■ Task goal ■
Render every line of the records below as a JSON list of strings, one string per line, with blank lines left out. Leave the pictures out of the list.

begin Excerpted data

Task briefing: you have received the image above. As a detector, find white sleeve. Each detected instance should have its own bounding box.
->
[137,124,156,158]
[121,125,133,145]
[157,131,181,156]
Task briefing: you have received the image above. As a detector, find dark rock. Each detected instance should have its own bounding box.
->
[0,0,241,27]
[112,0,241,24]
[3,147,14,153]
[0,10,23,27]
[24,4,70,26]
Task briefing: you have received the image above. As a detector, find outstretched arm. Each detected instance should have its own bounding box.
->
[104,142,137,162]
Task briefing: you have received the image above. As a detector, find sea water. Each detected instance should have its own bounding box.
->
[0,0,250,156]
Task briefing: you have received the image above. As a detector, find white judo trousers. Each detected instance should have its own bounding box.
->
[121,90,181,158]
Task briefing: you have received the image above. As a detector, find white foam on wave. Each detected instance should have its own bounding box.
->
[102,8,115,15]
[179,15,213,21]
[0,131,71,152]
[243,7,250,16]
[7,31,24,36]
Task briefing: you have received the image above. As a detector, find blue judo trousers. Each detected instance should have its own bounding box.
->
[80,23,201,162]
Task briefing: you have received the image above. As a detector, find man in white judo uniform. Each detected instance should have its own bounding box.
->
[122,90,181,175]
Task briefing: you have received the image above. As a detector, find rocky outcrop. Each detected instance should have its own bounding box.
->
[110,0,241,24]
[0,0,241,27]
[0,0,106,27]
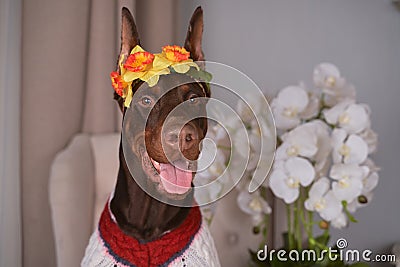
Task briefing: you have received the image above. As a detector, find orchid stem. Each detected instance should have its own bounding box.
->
[286,204,293,250]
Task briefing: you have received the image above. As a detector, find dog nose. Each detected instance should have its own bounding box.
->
[179,124,199,152]
[165,124,198,152]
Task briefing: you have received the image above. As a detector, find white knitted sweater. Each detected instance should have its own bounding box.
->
[81,206,220,267]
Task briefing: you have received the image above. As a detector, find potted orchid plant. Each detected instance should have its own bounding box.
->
[198,63,379,266]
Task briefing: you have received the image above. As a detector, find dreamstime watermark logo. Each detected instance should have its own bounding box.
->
[122,62,276,206]
[257,238,396,262]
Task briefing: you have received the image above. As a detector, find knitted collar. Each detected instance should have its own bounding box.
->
[98,202,201,267]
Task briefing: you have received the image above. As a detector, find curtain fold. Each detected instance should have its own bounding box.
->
[21,0,177,267]
[0,0,22,267]
[82,0,119,134]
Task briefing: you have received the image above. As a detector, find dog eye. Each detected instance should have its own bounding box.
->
[189,95,199,104]
[141,96,153,106]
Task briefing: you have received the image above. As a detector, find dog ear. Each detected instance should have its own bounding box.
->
[185,6,204,61]
[114,7,140,111]
[118,7,140,67]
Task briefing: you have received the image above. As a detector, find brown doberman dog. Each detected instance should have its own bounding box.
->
[82,7,219,266]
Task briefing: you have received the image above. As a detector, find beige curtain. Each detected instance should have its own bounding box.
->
[21,0,176,267]
[0,0,22,267]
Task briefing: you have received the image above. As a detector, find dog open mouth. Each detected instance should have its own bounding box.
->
[140,148,197,195]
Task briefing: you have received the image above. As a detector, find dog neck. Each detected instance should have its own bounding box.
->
[110,144,193,241]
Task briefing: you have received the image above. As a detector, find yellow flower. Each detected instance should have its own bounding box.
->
[121,45,170,87]
[153,45,199,73]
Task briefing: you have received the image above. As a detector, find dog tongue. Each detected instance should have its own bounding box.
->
[160,162,193,194]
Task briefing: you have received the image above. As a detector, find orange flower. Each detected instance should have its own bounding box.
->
[124,51,154,72]
[163,45,190,62]
[110,71,128,97]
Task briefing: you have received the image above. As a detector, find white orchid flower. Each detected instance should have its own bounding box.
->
[269,157,315,204]
[237,191,272,225]
[332,129,368,164]
[300,92,321,120]
[307,120,332,165]
[359,128,378,154]
[313,63,356,107]
[330,164,364,203]
[331,212,349,229]
[313,63,340,88]
[271,86,309,130]
[323,100,370,134]
[304,177,342,221]
[276,123,318,160]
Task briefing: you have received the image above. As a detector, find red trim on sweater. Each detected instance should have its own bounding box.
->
[99,205,201,267]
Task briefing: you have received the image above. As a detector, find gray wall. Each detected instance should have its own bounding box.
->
[180,0,400,264]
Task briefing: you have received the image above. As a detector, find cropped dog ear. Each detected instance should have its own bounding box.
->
[114,7,140,111]
[118,7,140,68]
[185,6,204,61]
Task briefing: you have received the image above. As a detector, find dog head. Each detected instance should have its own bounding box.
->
[115,7,210,200]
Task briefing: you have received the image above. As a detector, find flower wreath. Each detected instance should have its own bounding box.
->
[110,45,211,107]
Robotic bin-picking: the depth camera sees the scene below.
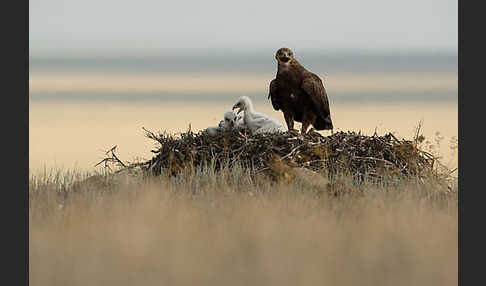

end Excerpted data

■ Response to this exercise ■
[
  "Task briefing: you have received the image above. As a detector, find white sleeve. Each detected instance should have its own bounding box.",
  "->",
  "[137,124,156,158]",
  "[121,125,133,145]",
  "[157,131,181,156]",
  "Task briefing: you have received the image above. As a detector, find dark rock. Each detected instance should have its own bounding box.",
  "->",
  "[0,0,241,27]",
  "[112,0,241,24]",
  "[3,147,14,153]",
  "[0,10,23,27]",
  "[24,4,70,26]",
  "Task briefing: you have received the image above. As a detector, find outstretched arm. Each detected instance should have its own bounding box.",
  "->",
  "[104,142,137,162]",
  "Task briefing: you have received the image above. As a detector, find sea water. Each detected instance should have its own bounding box.",
  "->",
  "[0,0,250,156]",
  "Task briefing: you have received the image above. As a detector, find white judo trousers. Each detected instance should have its own bounding box.",
  "->",
  "[121,90,181,158]",
  "Task briefing: you have received the image above. As a detector, find white foam on wave. Each detected instance should have its own bounding box.",
  "->",
  "[102,8,115,15]",
  "[179,15,213,21]",
  "[0,131,71,152]",
  "[243,7,250,16]",
  "[7,31,24,36]",
  "Task briefing: you have received the image above. As a detector, find blue judo trousers. Each detected instance should have its own bounding box.",
  "->",
  "[80,23,201,162]",
  "Task briefing: you have received the image above. As a detector, find man in white judo uniform. Each detected instance should have its own bounding box.",
  "->",
  "[122,90,181,175]",
  "Task briefing: you have received the image above. As a detector, find rocky outcrop. Each detected instance should have its own bounding box.",
  "->",
  "[110,0,241,24]",
  "[0,0,241,27]",
  "[0,0,106,27]",
  "Task briefing: you have received the image above. As a detector, find orchid stem. Each detected instance should have its own bounding box.",
  "->",
  "[286,204,293,250]",
  "Task briefing: you have received the image above. As a detector, find dog nose. Each detected instance should have its own bounding box.",
  "->",
  "[179,124,199,152]",
  "[165,124,198,152]",
  "Task briefing: you have received the image above. As a detector, find white knitted sweater. Each detected instance should have its own bounding box.",
  "->",
  "[81,206,220,267]",
  "Task briefing: you have received the image above. As a detector, find potted orchid plant. Each detected instance should have its own bounding box.",
  "->",
  "[198,63,379,266]",
  "Task briefing: you have received the image above. As a detector, find dreamstime watermark logo. Each detected instance should have its own bounding box.",
  "->",
  "[122,62,276,206]",
  "[257,238,396,262]",
  "Task briefing: you have received the image above. As a detector, find knitted collar. Each detected instance should have its own bounding box.",
  "->",
  "[98,202,201,267]",
  "Task briefing: you have received the image above. As a detector, find curtain fold. Each detected instance should have its own bounding box.",
  "->",
  "[21,0,177,267]",
  "[0,0,22,267]",
  "[82,0,119,134]",
  "Task briefing: you have received the image above. As a detector, find dog eye. Each detected instance should have its own bounding box.",
  "->",
  "[189,95,199,104]",
  "[141,96,153,106]",
  "Task briefing: you have received the image above. As a detector, find dog ear. Each detected instance should have its own bounding box.",
  "->",
  "[185,6,204,61]",
  "[114,7,140,111]",
  "[118,7,140,67]",
  "Task briefing: you have received the image above. As a detector, find brown doberman dog. Each detected instance should have its own bounding box.",
  "->",
  "[82,7,219,266]",
  "Task briefing: you have received the image above. As a detector, find beige curtain. Each detected instance should have its own bounding box.",
  "->",
  "[21,0,176,267]",
  "[0,0,22,267]",
  "Task briefing: you have received the image above. As a detector, find dog open mouth. Each detected instance should have its own bounding box.",
  "->",
  "[140,148,197,195]",
  "Task briefing: you have received the image above. As a detector, find dog neck. Each detected instance should have its own bounding box.",
  "->",
  "[110,144,193,241]",
  "Task briefing: you have received the image above. As a detector, find yellow flower. Each detected instance should have its own bounding box.",
  "->",
  "[121,45,170,87]",
  "[153,45,199,73]",
  "Task briefing: you have received the image above. As a detector, find dog tongue. Each detected instance should have its own bounding box.",
  "->",
  "[160,162,193,194]",
  "Task briefing: you have received the image above. As a detector, find orange flower. Each detected instance should have its own bounding box.",
  "->",
  "[124,51,154,72]",
  "[163,45,190,62]",
  "[110,71,128,97]",
  "Task briefing: you have received the image above. As a detector, find white orchid flower. Each detected instance should have its own bounding box.",
  "->",
  "[269,157,315,204]",
  "[237,191,272,225]",
  "[332,129,368,164]",
  "[300,92,321,120]",
  "[307,120,332,165]",
  "[359,128,378,154]",
  "[313,63,356,107]",
  "[330,164,364,203]",
  "[331,212,349,229]",
  "[313,63,340,88]",
  "[271,86,309,130]",
  "[323,100,370,134]",
  "[304,177,342,221]",
  "[276,123,318,160]",
  "Task briefing: you have received the image above. As a detector, find red trim on sweater. Each detected instance should have its own bounding box.",
  "->",
  "[99,205,201,267]",
  "Task briefing: you have received the image above. As a detector, find gray wall. Each detected instance should have its own bounding box.",
  "->",
  "[180,0,400,264]",
  "Task briefing: you have received the image above. As a detector, find cropped dog ear. Each detected instance should have its own bounding box.",
  "->",
  "[114,7,140,111]",
  "[118,7,140,68]",
  "[185,6,204,61]",
  "Task briefing: you have received the image above. As a detector, find dog head. Each detected instance should have its own bounding box.",
  "->",
  "[115,7,210,200]",
  "Task briefing: you have received the image above. As a detector, find flower wreath. Each detected instance should have its own bounding box.",
  "->",
  "[110,45,211,107]",
  "Robotic bin-picking: the depth camera sees the scene below."
]